**SOURCE RECORDS**
--

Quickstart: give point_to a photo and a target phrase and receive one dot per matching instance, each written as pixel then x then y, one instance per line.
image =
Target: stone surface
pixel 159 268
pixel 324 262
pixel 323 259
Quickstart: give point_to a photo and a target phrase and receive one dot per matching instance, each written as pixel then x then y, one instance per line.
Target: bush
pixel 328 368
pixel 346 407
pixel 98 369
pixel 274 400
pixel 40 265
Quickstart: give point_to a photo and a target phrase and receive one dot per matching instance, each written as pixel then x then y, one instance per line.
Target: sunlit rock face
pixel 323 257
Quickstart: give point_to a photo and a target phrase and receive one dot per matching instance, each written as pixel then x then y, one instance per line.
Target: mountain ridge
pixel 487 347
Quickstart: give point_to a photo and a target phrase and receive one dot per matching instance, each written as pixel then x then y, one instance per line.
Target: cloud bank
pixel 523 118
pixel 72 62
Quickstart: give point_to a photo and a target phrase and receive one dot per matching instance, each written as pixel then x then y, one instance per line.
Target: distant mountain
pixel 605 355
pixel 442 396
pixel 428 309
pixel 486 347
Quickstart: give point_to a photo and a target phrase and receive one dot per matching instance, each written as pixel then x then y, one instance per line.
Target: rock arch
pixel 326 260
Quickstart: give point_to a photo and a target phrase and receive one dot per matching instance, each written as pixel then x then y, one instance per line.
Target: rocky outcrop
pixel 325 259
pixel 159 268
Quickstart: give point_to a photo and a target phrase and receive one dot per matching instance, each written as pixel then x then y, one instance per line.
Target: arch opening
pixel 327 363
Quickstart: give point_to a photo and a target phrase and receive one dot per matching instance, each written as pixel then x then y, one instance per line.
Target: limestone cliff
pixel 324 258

--

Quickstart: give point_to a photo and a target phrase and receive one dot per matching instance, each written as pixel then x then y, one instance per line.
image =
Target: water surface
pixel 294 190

--

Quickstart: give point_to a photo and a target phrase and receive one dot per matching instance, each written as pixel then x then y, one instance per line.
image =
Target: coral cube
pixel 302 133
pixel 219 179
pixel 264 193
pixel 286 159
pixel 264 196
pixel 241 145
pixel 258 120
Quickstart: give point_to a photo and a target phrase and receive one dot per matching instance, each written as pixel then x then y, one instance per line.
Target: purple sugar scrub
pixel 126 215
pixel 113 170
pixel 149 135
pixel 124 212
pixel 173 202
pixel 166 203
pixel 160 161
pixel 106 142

--

**WRITTEN PROBLEM**
How many lines of the records above contain the string "arch"? Case counts. Reply with the number only.

**EXERCISE RESPONSE**
2